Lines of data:
########################################

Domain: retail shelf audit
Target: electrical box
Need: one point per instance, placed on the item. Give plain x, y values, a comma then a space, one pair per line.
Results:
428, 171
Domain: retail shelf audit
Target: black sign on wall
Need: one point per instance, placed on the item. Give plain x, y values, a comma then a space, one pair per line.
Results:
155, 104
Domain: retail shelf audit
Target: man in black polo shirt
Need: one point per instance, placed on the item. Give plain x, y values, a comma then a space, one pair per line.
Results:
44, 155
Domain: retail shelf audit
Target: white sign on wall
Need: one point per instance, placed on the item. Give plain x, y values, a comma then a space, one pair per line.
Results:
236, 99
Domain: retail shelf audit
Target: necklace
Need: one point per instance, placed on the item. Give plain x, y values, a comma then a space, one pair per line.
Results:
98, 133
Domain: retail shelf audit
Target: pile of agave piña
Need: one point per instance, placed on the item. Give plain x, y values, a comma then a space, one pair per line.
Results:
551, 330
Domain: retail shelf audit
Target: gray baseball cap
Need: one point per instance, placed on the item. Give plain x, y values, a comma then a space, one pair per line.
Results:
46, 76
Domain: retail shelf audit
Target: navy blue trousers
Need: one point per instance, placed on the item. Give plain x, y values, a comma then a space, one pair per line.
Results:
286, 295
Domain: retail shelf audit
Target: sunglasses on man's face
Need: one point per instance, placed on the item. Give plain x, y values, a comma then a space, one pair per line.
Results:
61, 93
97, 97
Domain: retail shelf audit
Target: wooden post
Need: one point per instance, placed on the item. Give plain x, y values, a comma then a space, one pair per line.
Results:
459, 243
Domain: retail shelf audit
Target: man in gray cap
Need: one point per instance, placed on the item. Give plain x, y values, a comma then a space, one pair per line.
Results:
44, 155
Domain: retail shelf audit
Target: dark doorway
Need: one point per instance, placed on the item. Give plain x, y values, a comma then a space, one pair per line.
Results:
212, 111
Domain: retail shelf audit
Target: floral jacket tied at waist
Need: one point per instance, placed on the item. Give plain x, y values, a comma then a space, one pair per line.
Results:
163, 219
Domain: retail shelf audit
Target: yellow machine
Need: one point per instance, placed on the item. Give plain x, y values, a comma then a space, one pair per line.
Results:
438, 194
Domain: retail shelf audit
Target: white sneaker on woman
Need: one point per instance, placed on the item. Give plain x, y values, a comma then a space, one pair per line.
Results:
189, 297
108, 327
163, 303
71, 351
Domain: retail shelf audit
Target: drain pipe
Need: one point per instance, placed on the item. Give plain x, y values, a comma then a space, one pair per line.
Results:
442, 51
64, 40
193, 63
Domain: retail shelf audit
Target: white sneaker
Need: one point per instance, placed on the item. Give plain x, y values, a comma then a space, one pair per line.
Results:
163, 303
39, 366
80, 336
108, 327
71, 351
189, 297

########################################

> Required work
Copy each entry exactly, with nothing added or dropped.

> Result for this task
Domain: retail shelf audit
Target: electrical box
Need: one point per instance, placed on the item. Give plain x, y values, a comma then a space, one pair per line.
Results:
428, 171
Domain: retail shelf audit
Target: black sign on wall
Need: one point per instance, placed on the item. Give plain x, y values, a comma then a space, one pair per line.
Results:
155, 104
Domain: retail shelf audit
Target: man in black polo shirt
Need: one point per instance, placed on the item. Give plain x, y values, a comma then a space, one pair per line.
Results:
44, 155
Domain: retail shelf audit
Target: white sign on wall
Need: one point per instance, placed on the item. Give plain x, y values, a comma then a space, one pair per line.
Results:
236, 99
Domain: retail shelf audit
Target: necklace
Need: one point per instance, placed on the item. Give plain x, y values, a comma then a space, one pair per line.
Results:
98, 133
Domain: retail shelf audit
Target: pile of agave piña
Need: one point per instance, placed on the item. Give plain x, y values, a comma then a space, one pair per line.
Results:
551, 330
Domain: retail shelf audit
Target: gray baseball cap
Need: one point per instance, placed on the item. Give plain x, y values, a comma then a space, one pair per line.
Results:
46, 76
Domain: retail shelf audit
Target: navy blue trousers
Need: one point per instance, placed on the item. Give plain x, y values, a comma then a space, one pair per line.
Results:
286, 295
Domain: retail shelf audit
Target: sunglasses on man's face
Need: one point per instance, placed on the item. Give plain x, y values, a comma then a space, one pair per line.
Results:
61, 93
97, 97
Domain: retail shelf audit
Target: wooden post
Need: one point per instance, placed on the item. Give plain x, y values, a comma then a space, one pair per line.
Results:
459, 243
Domain: retail shelf audit
Target: man in gray cap
Need: one point per instance, placed on the item. Give plain x, y values, a comma then a space, one pair per line.
Results:
44, 155
Domain: retail shelf audit
Target: dark doorway
Need: one point per instance, placed on the item. Give plain x, y values, a comma then a space, one pair per line.
Results:
212, 111
Domain: retail shelf audit
Target: floral jacket tied at waist
Need: one point per instance, placed on the item. Give plain x, y values, a comma then a space, one pair per line.
Results:
163, 219
Domain: retail shelf audit
Target: yellow machine
Need: one point per instance, placed on the item. Give plain x, y values, a comma then a space, one pair per line.
Results:
438, 194
Domain: retail shelf audit
Target: white sneaker on woman
Need: one point per instance, placed on the item. Give plain x, y values, a comma then a space, one pair per line.
Results:
189, 297
108, 327
163, 303
71, 351
Domain: retail shelf audit
Target: drain pipe
Need: one point per instance, placed on the item. Give plain x, y values, a comma then a space, one pair per line.
Results:
442, 51
64, 40
193, 63
Domain: retail shelf audit
Target: white sneaker
Need: one point per instance, placed on the item. Give plain x, y values, a comma then a space, one pair per line.
Results:
163, 303
39, 366
80, 336
108, 327
71, 351
189, 297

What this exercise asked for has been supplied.